■ **WHAT THE EXERCISE ASKS**: Could you set down all of the data again, exactly as it stands?

■ **EXCERPTED RECORDS**:
= Beginning of Section =

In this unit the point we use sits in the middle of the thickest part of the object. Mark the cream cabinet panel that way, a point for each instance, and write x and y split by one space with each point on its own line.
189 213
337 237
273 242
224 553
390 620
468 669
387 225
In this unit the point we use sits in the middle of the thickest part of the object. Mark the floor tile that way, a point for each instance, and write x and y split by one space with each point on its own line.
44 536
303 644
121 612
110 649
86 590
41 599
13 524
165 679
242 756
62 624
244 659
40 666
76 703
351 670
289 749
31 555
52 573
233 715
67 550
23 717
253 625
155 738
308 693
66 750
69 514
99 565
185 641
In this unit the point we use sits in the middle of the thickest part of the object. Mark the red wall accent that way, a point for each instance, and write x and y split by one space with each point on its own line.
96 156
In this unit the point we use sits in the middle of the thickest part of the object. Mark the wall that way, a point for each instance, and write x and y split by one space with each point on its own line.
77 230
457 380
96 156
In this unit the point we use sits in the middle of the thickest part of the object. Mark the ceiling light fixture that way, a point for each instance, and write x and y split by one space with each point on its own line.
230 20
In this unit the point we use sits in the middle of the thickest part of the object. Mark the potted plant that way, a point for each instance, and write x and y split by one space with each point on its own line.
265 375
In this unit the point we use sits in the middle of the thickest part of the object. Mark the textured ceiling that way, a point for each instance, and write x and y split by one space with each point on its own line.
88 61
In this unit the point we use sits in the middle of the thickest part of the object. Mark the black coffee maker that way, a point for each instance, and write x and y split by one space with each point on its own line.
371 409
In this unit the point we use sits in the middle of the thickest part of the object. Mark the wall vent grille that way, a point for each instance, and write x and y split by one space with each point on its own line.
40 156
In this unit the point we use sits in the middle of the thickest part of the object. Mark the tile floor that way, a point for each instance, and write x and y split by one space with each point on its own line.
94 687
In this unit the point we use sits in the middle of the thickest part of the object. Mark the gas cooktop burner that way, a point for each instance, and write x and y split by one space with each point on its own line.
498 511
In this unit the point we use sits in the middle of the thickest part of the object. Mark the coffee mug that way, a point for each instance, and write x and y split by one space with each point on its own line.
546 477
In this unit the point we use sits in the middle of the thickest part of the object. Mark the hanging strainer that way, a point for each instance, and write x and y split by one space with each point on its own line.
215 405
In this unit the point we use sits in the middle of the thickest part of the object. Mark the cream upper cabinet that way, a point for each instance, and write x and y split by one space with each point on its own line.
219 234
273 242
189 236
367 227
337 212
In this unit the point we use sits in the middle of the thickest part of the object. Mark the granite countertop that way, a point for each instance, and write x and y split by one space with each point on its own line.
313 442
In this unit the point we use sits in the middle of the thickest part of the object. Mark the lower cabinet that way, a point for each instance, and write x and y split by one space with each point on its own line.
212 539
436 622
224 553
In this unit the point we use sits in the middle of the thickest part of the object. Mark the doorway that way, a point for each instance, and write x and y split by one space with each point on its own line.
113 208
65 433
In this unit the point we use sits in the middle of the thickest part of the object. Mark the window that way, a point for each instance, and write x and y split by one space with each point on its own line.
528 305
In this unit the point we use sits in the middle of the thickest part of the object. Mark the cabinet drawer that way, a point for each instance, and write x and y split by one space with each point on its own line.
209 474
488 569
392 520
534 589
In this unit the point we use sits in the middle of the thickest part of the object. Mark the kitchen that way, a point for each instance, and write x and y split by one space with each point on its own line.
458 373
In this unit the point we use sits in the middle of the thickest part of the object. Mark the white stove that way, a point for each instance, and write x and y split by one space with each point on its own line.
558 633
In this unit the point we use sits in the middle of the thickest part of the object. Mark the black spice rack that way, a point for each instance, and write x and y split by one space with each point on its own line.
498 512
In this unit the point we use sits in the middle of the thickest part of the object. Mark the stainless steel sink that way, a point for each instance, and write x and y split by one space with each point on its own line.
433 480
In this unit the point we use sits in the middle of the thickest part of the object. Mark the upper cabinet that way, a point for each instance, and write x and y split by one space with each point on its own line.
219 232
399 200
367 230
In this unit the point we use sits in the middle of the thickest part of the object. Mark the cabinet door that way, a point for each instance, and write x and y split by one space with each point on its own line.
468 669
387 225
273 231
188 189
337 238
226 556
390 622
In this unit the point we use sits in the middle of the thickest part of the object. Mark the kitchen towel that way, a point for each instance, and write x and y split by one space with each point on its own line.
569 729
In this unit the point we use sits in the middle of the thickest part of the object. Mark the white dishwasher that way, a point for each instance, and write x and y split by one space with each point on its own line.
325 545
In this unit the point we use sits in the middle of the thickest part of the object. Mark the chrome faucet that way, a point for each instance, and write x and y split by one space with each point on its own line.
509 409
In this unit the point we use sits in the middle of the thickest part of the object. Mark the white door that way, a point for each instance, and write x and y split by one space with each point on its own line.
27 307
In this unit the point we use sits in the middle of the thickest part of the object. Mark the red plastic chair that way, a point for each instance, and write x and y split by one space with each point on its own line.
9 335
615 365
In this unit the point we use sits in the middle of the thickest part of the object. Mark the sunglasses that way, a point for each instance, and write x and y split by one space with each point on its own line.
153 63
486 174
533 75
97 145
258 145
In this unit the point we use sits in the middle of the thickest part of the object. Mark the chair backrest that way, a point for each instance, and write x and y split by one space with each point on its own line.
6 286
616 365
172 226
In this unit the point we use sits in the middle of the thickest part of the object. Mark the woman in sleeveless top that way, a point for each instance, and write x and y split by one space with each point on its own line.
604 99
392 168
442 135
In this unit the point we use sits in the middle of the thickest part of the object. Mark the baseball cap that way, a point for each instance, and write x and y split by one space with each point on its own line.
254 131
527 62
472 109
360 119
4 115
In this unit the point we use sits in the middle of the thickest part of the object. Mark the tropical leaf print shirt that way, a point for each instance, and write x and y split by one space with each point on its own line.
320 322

= End of Section =

■ **RESPONSE TO THIS TASK**:
In this unit the point we use sits in the middle of the thickest part of the object. Mark the cream cabinet panel that way, a point for each instance, and write x and y split by one space with each point on its own line.
189 213
337 237
273 242
224 553
390 620
468 669
387 225
In this unit the point we use sits in the middle of the thickest part of the object. Mark the floor tile that way, a point for each instance, and write x and y split by one space with each point on its own line.
44 536
303 644
121 612
110 649
86 590
41 599
13 524
165 679
242 756
62 624
244 659
40 666
76 703
351 670
289 749
31 555
52 573
233 715
67 550
23 717
253 625
155 738
308 693
66 750
69 514
99 565
185 641
In this unit the point we use sits in the middle of the thickest part of the object. Mark the red wall accent that way, a point for each instance, and write x and y split by one space with each point on its own line.
96 156
In this unit the point we use sits in the middle of the thickest part of the object. Mark the wall that way, a point for each instance, and write x and y split by one space with each point on its own line.
77 230
457 380
96 156
In this unit the point we use sits in the middle of the thickest part of the object. Mark the ceiling light fixture that way, a point for each instance, and write x and y split by one space with each point on its own line.
230 20
In this unit the point we use sits in the middle of the thickest part of the object. Mark the potted plant that way, a point for each instance, and write x and y split by one space with each point on its own line.
265 375
In this unit the point we use sits in the middle of the thickest part of the object. Mark the textured ceiling that way, a point for each instance, and write x and y split by one space with each point on its own line.
88 61
In this unit the point we use sits in the middle of the thickest part of the object. Mark the black coffee maker that way, a point for each instance, and write x and y split by one space with each point on its own line.
371 409
In this unit the point we use sits in the middle of the thickest part of the object. Mark the wall vent grille that way, a point for each instance, and write x and y split by one space with each point on its own line.
40 156
In this unit the point we use sits in the middle of the thickest part of the object. Mark the tile floor that way, a point for each instance, and write x and y split by one space with each point on its own line.
94 687
In this unit the point we use sits in the middle of the thickest part of the object. Mark the gas cooktop burner that way, a point for each instance, and write x and y split by one space with each point on its own line.
498 511
In this unit the point we use sits in the middle of the thickest part of the object. Mark the coffee mug that way, a point for each instance, and write x and y split by one space with each point on its own line.
546 477
In this unit the point we use sits in the middle of the thickest part of the object. Mark the hanging strainer that way, a point for each instance, and write x and y split by one space with each point on its own line.
215 405
In this unit the point we use sits in the middle of the thickest part of the object. Mark the cream upper cabinet that way, a point for each instance, and write x and y split by one space with each point on its own line.
219 234
273 242
189 236
367 227
337 212
In this unit the point we use sits in the middle of the thickest part of the object. Mark the granite countertop that way, a point for each instance, and write x and y split by one space with each point on its own line.
313 442
In this unit the point we use sits in the middle of the thickest part of the object. Mark the lower cabinet that way, a point for each instance, and write x and y split by one space with each point on its own line.
212 539
436 622
224 553
In this unit the point we use sits in the middle of the thickest part of the object. Mark the doorway that way, a point for each instance, and write x and y split by one space with each point on its own line.
113 208
65 433
In this unit the point we use sits in the middle of the thickest part of the object. Mark the window that way, a point for each instance, and write x and y split by one space with each point on its own line.
528 305
In this unit the point we use sits in the middle of the thickest part of the object. Mark the cabinet drawer that way, a point for each instance, and write x and y split by one space with each point on its own line.
209 474
488 569
392 520
534 589
In this unit the point we use sits in the middle of the thickest part of the object. Mark the kitchen that way, a point for each instance, and write x and y split by one space with each point on its own line.
458 373
In this unit the point we use sits in the middle of the thickest part of the object. Mark the white stove that way, a point for each instance, and write x and y split by one space with each point on its own line.
558 633
In this unit the point we use sits in the middle of the thickest part of the object. Mark the black spice rack that way, a point for each instance, and write x and y split by one space with each point on its own line.
498 512
In this unit the point we use sits in the middle of the thickest part of the object. Mark the stainless steel sink that way, a point for each instance, and write x and y split by one space with each point on its own line.
433 480
In this unit the point we use sits in the middle of the thickest part of the object. Mark the upper cabinet that way, a point for each instance, and write x and y split by one space with each point on its own line.
219 232
399 200
367 230
In this unit the point we use sits in the middle of the thickest part of the object. Mark the cabinet door that way, a point for each instance, and write x and y split by one space with each point on its own line.
468 669
387 225
273 231
188 189
337 238
226 556
390 622
In this unit the point we use sits in the middle of the thickest part of the object. Mark the kitchen towel that way, a point for each instance, and write x and y split by one space with each point on its own line.
569 729
In this unit the point we use sits in the middle of the thickest part of the object. Mark the white dishwasher that way, a point for each instance, and write x and y split by one space with each point on its own line.
325 545
In this unit the point we use sits in the middle of the thickest part of the object. Mark the chrome faucet that way, a point for each instance, and write x and y split by one space with each point on its own line.
509 409
In this unit the point we use sits in the middle of the thickest part of the object. Mark the white door that way, a point for each instance, and write x and y split by one space with each point on its own line.
27 307
In this unit the point we use sits in the middle of the thickest part of the object. Mark the red plastic chair that way, a point for each instance, and write x and y split by one space with each point on its own line.
9 335
615 365
In this unit the point we use sits in the middle of the thickest part of the object. Mark the sunglasses that way, a point for each instance, and write x and y split by one space with each point on its own line.
153 63
486 174
533 75
97 145
258 145
In this unit the point we use sits in the middle of the thickest part of the object. Mark the chair backrest that way, a point for each instance, and write x and y split by one space with each point on its own line.
6 286
616 365
172 226
In this unit the point we use sits in the middle of the thickest part of the object. Mark the woman in sleeveless top that way, a point for each instance, and write x and y split by one space with each point on its own line.
604 99
392 168
442 135
In this unit the point we use sits in the middle of the thickest part of the object. Mark the baseball cap that way, a point for each instance, and write x and y split by one space with each point on its own line.
254 131
527 62
472 109
360 119
4 115
In this unit the point we use sits in the middle of the thickest part of the object. Mark the tropical leaf print shirt that way, a point for each instance, and write x and y split by one space with each point on its own line.
320 322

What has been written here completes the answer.